Start of Data section

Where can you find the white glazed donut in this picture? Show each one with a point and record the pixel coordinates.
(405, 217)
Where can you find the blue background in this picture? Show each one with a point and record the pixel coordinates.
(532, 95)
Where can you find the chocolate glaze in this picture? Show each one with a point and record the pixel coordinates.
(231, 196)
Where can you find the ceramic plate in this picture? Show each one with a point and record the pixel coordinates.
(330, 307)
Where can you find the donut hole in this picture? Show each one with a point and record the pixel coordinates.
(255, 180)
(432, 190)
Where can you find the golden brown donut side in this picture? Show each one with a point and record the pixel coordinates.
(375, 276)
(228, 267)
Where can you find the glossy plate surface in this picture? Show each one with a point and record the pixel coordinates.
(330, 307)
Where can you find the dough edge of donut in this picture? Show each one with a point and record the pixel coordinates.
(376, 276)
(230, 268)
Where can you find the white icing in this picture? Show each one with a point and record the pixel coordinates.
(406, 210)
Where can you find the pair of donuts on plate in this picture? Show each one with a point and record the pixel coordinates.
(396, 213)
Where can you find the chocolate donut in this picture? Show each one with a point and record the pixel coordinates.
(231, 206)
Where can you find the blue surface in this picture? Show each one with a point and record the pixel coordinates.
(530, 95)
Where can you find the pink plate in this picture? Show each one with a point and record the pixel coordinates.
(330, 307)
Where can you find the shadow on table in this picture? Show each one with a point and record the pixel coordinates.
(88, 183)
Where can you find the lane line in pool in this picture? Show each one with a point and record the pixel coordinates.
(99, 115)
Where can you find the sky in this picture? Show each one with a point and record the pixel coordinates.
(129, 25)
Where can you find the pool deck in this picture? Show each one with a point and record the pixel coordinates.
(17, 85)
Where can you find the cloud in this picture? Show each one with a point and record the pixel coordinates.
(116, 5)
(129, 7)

End of Data section

» **Directions**:
Reproduce every one of the rows above verbatim, without any changes.

» **Solution below**:
Where can you find the white glazed donut in this picture? Show each one with a point and record the pixel coordinates.
(405, 217)
Where can you find the blue background in this picture? Show each one with a point and record the pixel coordinates.
(532, 95)
Where can you find the chocolate glaze in this picture? Show each one with a point and record the pixel coordinates.
(231, 196)
Where can you find the ceramic plate in this picture? Show each one with a point and record the pixel coordinates.
(330, 307)
Where can you find the donut hole in this picture? Show each one with a point and record the pixel coordinates.
(255, 180)
(432, 190)
Where can you find the golden brown donut side in this picture? Show each one with a point and record the pixel coordinates.
(375, 276)
(228, 267)
Where can you find the glossy plate surface in this picture? Show each one with a point and record the pixel coordinates.
(330, 307)
Where can you find the dough edge of donut in this picture? Show each one with a point and record the pixel coordinates.
(376, 276)
(230, 268)
Where can you find the white icing in this picture? Show each one with a point and record the pixel coordinates.
(406, 210)
Where can you find the pair of donuts on plate in this picture? Show each one with a point and record the pixel coordinates.
(396, 213)
Where can you find the chocolate donut in this picture? Show each one with a point and record the pixel coordinates.
(231, 206)
Where can you find the blue surface in this picture? Show each one with a point and record the pixel coordinates.
(530, 95)
Where can you find the pink plate in this picture? Show each one with a point and record the pixel coordinates.
(330, 307)
Where can you find the shadow on table in this picture? Show each one with a point and record the pixel coordinates.
(88, 183)
Where can you find the lane line in pool in this picture? Show each one with a point and record the pixel coordinates.
(99, 115)
Where can you find the sky in this picture? Show each one with a point and record the pixel coordinates.
(129, 25)
Where can you find the pool deck in this picture? Show each one with a point and record the pixel coordinates.
(17, 85)
Where can you find the cloud in this picture? Show each one with a point and record the pixel coordinates.
(116, 5)
(129, 7)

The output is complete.